EXERCISE - Exact copies of all the records are the expected output.

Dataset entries

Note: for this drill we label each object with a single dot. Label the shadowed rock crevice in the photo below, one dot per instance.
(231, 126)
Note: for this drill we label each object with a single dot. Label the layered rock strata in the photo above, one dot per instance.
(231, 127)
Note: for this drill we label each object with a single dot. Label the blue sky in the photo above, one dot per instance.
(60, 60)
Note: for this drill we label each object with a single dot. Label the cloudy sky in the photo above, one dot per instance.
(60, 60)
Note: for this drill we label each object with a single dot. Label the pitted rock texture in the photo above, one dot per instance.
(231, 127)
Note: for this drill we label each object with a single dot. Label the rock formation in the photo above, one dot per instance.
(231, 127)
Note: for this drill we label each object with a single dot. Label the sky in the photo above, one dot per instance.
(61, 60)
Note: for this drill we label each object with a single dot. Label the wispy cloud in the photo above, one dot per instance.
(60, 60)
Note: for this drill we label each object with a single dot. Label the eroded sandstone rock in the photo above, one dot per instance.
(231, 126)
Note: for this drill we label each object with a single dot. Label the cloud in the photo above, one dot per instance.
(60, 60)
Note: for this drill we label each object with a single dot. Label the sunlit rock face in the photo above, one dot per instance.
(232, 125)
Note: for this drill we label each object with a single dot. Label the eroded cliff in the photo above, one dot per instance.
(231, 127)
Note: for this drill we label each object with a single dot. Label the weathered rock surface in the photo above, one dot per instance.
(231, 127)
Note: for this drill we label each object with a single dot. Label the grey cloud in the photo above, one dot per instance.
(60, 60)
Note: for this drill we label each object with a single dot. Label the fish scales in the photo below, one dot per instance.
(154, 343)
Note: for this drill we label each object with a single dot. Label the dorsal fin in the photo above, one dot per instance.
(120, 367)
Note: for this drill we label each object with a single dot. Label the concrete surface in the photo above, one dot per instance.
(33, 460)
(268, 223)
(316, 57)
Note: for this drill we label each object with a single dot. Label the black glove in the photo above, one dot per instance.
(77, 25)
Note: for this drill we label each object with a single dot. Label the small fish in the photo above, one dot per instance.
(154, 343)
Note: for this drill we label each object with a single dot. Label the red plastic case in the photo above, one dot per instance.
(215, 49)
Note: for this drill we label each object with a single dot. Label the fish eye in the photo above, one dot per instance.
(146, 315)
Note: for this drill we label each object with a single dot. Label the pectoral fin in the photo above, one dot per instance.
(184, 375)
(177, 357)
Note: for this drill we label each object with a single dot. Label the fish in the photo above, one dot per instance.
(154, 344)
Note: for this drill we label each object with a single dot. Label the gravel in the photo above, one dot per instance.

RESPONSE FOR THIS EXERCISE -
Note: for this drill we label each object with a single dot. Label the shadowed rock crevice in the photo below, one dot per instance.
(231, 126)
Note: for this drill we label each object with a single dot. Label the layered rock strata in the photo above, one dot per instance.
(231, 127)
Note: for this drill we label each object with a single dot. Label the blue sky in the photo above, one dot per instance.
(60, 60)
Note: for this drill we label each object with a single dot. Label the cloudy sky in the photo above, one dot per instance.
(60, 60)
Note: for this drill we label each object with a single dot. Label the pitted rock texture in the photo above, one dot per instance.
(231, 127)
Note: for this drill we label each object with a single dot. Label the rock formation in the photo above, one dot per instance.
(231, 127)
Note: for this drill we label each object with a single dot. Label the sky in the photo above, one dot per instance.
(61, 60)
Note: for this drill we label each object with a single dot. Label the wispy cloud in the photo above, one dot per instance.
(60, 60)
Note: for this drill we label each object with a single dot. Label the eroded sandstone rock in the photo above, one dot per instance.
(231, 126)
Note: for this drill we label each object with a single dot. Label the cloud in the photo above, one dot per instance.
(60, 60)
Note: for this drill we label each object with a single dot. Label the sunlit rock face in the photo above, one dot per instance.
(232, 125)
Note: for this drill we label each object with a single dot. Label the eroded cliff in the photo above, one dot per instance.
(231, 127)
Note: for this drill we label each object with a single dot. Label the weathered rock surface in the photo above, one dot per instance.
(231, 127)
Note: for this drill we label each object with a single dot. Label the grey cloud in the photo above, one dot per instance.
(60, 60)
Note: for this drill we label each object with a single dot. Label the fish scales in the photo below, one dot per instance.
(154, 343)
Note: for this drill we label each object with a single dot. Label the dorsal fin in the photo above, one dot per instance.
(120, 367)
Note: for this drill we label each object with a single dot. Label the concrete surface in the photo above, one dot per instance.
(33, 460)
(268, 223)
(316, 57)
Note: for this drill we label each object with a single dot. Label the black glove in the photo above, one dot per instance.
(77, 25)
Note: for this drill we label each object with a single dot. Label the small fish in the photo above, one dot per instance.
(154, 343)
Note: for this drill we label each object with a single dot. Label the red plastic case in the photo above, one dot per instance.
(215, 49)
Note: for this drill we label each object with a single dot. Label the fish eye in the photo above, one dot per instance.
(146, 315)
Note: for this drill we label each object with a single dot. Label the pectoral fin in the photo above, one dot per instance.
(184, 375)
(177, 357)
Note: for this drill we label each object with a single dot. Label the fish in the photo above, one dot per instance.
(154, 344)
Note: for this drill we label each object with a single dot. Label the gravel in the photo above, one dot per instance.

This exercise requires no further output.